== Records to process ==
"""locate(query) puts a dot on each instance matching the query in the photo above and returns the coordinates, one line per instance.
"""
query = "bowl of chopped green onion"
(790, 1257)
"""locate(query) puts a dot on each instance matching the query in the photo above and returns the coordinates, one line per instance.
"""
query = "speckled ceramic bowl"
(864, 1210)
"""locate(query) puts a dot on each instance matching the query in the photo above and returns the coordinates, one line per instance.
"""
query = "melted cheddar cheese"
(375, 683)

== Stated task ==
Repeat the rows above with every "bowl" swapped for "dish", and leave everything else unchanged.

== Task solution ==
"""locate(query) puts a dot on each instance matching the query in the photo above and returns the coordinates, one line per instance.
"""
query = "dish of chopped green onion"
(790, 1257)
"""locate(query) puts a dot on each instance matching the query in the photo above and returns the coordinates, one line per instance.
"""
query = "speckled ceramic dish"
(864, 1210)
"""locate(query) puts a dot on each instance matching the query in the photo above and returns the coordinates, one line per instance.
"""
query = "melted cheddar cheese"
(375, 683)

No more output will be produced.